## Short problem A:
Display each line of the rows below that contains the word "light", copied in full.

## Source excerpt:
■ ■ ■ ■ ■

Industrial production remained unchanged in November compared with the previous month, the latest figures from the Office for National Statistics showed Friday.

The unexpected stagnation in production followed two successive months of improvement. Output increased by a revised 0.3 percent in October and 0.9 percent in September. Economists had forecast a 0.4 percent increase in November.

Manufacturing output also remained steady on a month-on-month basis. In October, factory output grew by a revised 0.2 percent. Economists had forecast a 0.4 percent increase.

Year-on-year, industrial production growth eased to 2.5 percent in November from 3.2 percent, while expectations were for a 3 percent rise. Manufacturing output grew 2.8 percent annually, slower than the expected 3.3 percent expansion and October's 2.6 percent rise.

Another ONS report showed that construction output, which accounts for 6.3 percent of gross domestic product, declined 4 percent in November from October. This was the sharpest fall in production in 2013.

■ ■ ■ ■ ■

## Short problem B:
Proceed with the excerpt above on November industrial and construction output, picking up after its last sentence.

■ ■ ■ ■ ■

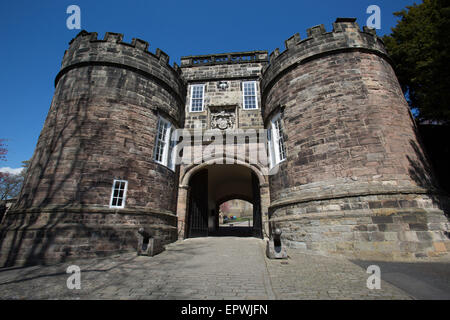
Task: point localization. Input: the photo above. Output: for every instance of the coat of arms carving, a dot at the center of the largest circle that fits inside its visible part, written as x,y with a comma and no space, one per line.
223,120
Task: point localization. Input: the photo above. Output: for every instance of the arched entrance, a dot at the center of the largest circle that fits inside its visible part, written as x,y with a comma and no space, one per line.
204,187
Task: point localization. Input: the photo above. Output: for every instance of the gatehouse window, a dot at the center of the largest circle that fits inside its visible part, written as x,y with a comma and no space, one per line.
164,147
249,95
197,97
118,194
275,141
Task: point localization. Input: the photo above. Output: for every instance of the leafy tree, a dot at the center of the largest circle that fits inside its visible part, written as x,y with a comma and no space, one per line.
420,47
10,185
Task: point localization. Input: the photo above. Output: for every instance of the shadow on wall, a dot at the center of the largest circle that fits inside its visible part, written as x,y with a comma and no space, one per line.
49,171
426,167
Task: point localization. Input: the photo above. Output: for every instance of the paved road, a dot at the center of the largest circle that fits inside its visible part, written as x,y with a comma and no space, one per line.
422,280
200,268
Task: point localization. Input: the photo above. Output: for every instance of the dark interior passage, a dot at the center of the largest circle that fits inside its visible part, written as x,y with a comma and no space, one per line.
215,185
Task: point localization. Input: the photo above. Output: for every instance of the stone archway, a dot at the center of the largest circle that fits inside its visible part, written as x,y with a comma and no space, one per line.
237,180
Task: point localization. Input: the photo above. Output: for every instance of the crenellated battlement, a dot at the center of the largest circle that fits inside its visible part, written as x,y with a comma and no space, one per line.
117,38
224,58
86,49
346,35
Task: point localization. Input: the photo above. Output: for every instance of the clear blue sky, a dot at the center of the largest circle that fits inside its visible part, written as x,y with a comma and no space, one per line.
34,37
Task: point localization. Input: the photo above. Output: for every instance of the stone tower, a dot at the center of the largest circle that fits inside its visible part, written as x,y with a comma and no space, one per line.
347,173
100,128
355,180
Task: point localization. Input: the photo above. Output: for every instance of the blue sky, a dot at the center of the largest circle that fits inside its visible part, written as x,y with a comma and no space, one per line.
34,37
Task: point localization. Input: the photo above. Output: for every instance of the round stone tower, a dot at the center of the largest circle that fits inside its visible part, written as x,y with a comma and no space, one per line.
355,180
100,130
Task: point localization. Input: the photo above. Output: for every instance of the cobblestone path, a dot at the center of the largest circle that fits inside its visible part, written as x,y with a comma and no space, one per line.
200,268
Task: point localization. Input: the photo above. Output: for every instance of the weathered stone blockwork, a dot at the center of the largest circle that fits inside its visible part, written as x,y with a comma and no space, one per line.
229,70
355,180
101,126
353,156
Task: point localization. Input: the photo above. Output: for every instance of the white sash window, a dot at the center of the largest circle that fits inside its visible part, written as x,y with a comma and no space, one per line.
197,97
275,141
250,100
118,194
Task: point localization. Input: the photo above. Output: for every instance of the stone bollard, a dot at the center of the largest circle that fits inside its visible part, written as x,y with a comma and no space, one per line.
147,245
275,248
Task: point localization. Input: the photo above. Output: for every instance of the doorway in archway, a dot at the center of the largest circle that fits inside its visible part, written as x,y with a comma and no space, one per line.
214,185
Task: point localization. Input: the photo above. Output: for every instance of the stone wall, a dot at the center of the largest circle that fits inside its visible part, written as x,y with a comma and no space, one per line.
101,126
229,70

■ ■ ■ ■ ■

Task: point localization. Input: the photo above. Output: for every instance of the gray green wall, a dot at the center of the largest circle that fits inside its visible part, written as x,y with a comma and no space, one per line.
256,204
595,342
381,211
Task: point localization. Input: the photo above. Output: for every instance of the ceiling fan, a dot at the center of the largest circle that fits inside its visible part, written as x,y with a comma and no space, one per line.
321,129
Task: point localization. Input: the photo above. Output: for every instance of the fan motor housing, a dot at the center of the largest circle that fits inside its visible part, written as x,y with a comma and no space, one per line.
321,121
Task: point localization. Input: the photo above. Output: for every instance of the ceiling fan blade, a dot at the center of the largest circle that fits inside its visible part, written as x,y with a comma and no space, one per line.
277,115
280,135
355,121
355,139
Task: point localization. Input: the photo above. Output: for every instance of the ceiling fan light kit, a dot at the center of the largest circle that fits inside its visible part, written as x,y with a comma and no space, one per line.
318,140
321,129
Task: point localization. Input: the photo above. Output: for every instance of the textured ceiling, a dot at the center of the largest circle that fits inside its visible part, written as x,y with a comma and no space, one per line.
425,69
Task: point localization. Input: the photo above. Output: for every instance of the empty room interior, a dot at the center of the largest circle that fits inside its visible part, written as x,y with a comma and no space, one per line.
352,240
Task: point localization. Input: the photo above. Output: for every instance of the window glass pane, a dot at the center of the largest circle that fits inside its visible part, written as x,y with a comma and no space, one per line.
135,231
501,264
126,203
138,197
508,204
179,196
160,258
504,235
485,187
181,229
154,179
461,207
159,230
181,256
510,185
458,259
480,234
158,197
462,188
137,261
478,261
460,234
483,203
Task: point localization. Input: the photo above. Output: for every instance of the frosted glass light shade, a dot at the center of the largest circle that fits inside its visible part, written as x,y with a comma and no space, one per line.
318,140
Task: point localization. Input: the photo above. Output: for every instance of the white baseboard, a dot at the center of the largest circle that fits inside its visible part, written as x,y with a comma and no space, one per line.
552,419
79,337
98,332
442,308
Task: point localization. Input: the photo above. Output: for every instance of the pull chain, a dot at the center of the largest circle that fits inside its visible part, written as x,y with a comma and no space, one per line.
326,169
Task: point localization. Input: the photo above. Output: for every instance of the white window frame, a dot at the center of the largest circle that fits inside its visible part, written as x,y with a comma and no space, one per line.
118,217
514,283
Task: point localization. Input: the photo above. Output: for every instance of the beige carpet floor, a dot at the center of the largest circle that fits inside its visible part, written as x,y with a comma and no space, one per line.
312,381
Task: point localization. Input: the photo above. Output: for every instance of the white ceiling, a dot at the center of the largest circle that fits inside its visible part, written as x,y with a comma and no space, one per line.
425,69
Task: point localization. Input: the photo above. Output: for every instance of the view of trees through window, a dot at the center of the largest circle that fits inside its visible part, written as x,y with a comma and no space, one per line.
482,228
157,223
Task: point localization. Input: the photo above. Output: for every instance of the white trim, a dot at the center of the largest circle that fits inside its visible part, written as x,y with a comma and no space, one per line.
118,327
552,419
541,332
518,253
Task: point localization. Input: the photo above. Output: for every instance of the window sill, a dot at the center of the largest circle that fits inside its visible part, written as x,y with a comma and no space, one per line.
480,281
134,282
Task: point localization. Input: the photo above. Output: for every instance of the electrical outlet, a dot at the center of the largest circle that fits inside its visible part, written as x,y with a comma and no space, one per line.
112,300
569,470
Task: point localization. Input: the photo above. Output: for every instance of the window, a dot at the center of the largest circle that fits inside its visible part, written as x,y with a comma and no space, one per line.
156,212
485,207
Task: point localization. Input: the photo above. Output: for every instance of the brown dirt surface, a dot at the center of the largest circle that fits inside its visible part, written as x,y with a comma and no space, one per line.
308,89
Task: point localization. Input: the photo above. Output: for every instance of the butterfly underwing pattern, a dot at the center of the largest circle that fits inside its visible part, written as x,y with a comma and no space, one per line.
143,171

■ ■ ■ ■ ■

## Final answer A:
Task: point localization. Input: the photo above. Output: for every instance of the ceiling fan light kit, a dot at the center of the largest circle that fits inside its visible part, written as x,y with a comma and no space, one per line.
Task: point localization. Input: the photo above. Output: for every instance of the frosted glass light shade, a dot at the center of the largest circle that fits inside its visible part, written as x,y with a comma and no space, one per line.

## Final answer B:
Nonetheless, construction output rose 2.2 percent year-on-year, which was the sixth consecutive month of annual growth.

Taking all recent reports, the fourth quarter GDP is likely to come in just below 1 percent rather than just above, said ING Bank NV economist James Knightley.

Gross domestic product expanded 0.8 percent in the third quarter of 2013. The British Chambers of Commerce forecasts economic growth in the fourth quarter to accelerate to 0.9 percent.

Looking ahead, with a recovery in real incomes set to support further growth in consumer spending and signs that firms are gearing up to invest, 2014 should be a year of continued expansion in industrial production, said Samuel Tombs, a UK Economist at Capital Economics.